■ HOW TO COMPLETE THIS TASK ■
Nothing but the lines from the top of the data to the line holding "Where can the car windshield" should be printed, word for word and both ends included; leave the pictures out.

Start of DATA EXTRACTS

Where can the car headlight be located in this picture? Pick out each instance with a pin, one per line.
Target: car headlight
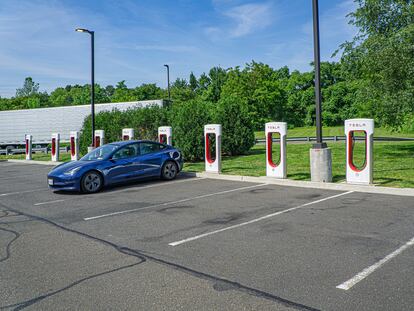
(72, 171)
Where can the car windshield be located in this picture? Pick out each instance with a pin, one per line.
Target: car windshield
(100, 153)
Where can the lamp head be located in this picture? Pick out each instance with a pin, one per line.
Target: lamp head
(83, 30)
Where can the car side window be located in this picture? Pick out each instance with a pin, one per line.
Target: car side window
(126, 152)
(147, 148)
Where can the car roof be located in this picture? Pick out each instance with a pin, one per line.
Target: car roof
(127, 142)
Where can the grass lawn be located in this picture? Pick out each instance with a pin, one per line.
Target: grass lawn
(37, 156)
(333, 131)
(393, 163)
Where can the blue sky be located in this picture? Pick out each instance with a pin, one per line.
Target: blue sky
(134, 38)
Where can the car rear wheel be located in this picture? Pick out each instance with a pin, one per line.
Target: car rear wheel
(91, 182)
(169, 170)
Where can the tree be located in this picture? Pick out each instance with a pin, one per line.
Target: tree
(193, 82)
(29, 88)
(382, 55)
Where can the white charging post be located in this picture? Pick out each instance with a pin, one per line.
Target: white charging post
(55, 146)
(74, 146)
(359, 174)
(99, 138)
(127, 134)
(165, 135)
(213, 164)
(28, 142)
(278, 168)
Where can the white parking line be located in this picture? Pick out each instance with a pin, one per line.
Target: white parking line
(127, 189)
(364, 273)
(173, 202)
(49, 202)
(26, 191)
(160, 184)
(255, 220)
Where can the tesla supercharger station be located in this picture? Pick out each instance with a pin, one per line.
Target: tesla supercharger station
(213, 163)
(276, 167)
(359, 174)
(99, 138)
(55, 146)
(165, 135)
(74, 146)
(127, 134)
(28, 142)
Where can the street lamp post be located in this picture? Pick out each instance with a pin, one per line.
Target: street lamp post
(320, 154)
(319, 139)
(92, 33)
(168, 82)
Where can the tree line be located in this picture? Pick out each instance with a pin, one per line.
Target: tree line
(373, 78)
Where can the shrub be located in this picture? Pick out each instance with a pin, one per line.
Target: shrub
(145, 122)
(238, 130)
(188, 120)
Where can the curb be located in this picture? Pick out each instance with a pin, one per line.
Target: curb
(310, 184)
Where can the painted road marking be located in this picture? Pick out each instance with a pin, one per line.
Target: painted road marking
(26, 191)
(255, 220)
(49, 202)
(173, 202)
(160, 184)
(127, 189)
(366, 272)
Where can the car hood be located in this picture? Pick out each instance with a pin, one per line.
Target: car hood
(64, 167)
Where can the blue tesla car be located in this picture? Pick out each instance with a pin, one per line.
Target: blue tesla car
(116, 163)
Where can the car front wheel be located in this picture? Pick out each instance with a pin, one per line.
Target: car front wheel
(169, 170)
(91, 182)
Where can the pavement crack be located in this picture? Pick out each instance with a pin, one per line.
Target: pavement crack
(8, 245)
(141, 254)
(24, 304)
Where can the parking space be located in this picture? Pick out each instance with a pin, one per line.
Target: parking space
(233, 244)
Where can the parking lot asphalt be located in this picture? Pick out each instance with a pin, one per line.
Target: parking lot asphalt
(201, 244)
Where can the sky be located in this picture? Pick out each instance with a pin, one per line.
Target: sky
(135, 38)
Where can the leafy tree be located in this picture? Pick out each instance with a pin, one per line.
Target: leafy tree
(382, 55)
(238, 131)
(29, 88)
(188, 120)
(193, 82)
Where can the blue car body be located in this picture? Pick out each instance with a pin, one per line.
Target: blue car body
(68, 176)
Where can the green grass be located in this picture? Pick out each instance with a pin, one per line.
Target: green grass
(37, 156)
(393, 163)
(333, 131)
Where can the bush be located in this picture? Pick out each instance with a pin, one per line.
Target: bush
(188, 120)
(238, 129)
(145, 122)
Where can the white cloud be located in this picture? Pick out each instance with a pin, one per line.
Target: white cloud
(242, 19)
(167, 48)
(297, 53)
(249, 18)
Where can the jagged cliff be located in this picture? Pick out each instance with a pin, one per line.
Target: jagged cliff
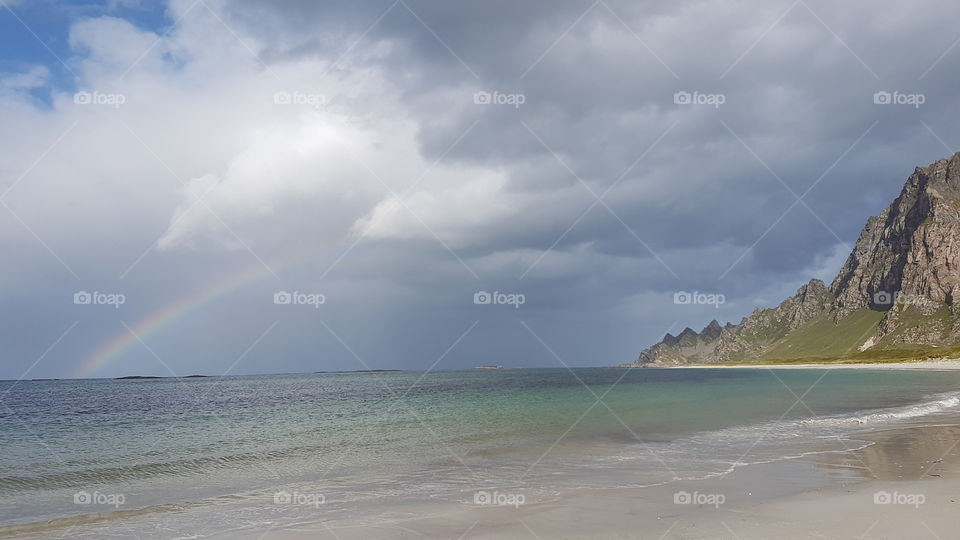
(900, 287)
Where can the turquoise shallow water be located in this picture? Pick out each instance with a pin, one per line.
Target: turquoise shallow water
(204, 453)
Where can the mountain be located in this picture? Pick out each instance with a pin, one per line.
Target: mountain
(898, 291)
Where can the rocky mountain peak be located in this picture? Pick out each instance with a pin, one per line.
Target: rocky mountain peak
(906, 258)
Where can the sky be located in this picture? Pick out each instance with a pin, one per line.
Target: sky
(238, 187)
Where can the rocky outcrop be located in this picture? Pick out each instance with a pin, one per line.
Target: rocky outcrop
(905, 265)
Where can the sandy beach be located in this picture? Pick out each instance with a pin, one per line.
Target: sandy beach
(906, 485)
(945, 364)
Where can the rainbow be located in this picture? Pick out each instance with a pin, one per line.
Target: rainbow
(116, 346)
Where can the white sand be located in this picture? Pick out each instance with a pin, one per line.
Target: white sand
(941, 364)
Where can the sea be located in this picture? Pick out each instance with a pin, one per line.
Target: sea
(191, 457)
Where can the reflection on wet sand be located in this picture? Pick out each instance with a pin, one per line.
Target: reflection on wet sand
(910, 453)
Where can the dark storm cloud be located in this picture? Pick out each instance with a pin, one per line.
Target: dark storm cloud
(700, 197)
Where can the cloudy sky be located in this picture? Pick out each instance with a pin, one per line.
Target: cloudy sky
(170, 175)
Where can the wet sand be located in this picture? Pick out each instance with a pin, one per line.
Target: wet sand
(906, 485)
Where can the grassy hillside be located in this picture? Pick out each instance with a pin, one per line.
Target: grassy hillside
(823, 338)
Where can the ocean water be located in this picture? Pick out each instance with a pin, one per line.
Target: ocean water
(184, 458)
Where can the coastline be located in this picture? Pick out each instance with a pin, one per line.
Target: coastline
(829, 495)
(946, 364)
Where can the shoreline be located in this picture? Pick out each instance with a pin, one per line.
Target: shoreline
(925, 365)
(828, 495)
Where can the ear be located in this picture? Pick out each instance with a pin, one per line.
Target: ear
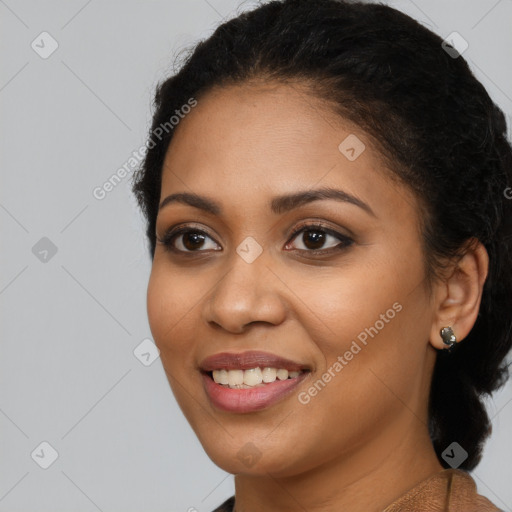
(458, 295)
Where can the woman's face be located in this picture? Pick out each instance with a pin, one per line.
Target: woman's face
(345, 302)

End of DATA EXTRACTS

■ WRITTEN RESPONSE ■
Where can the car headlight be located in this picture? Pick out each instance with a pin, one per line.
Target: car headlight
(72, 171)
Where can the car windshield be located in this picture? Pick out each instance with a pin, one per line.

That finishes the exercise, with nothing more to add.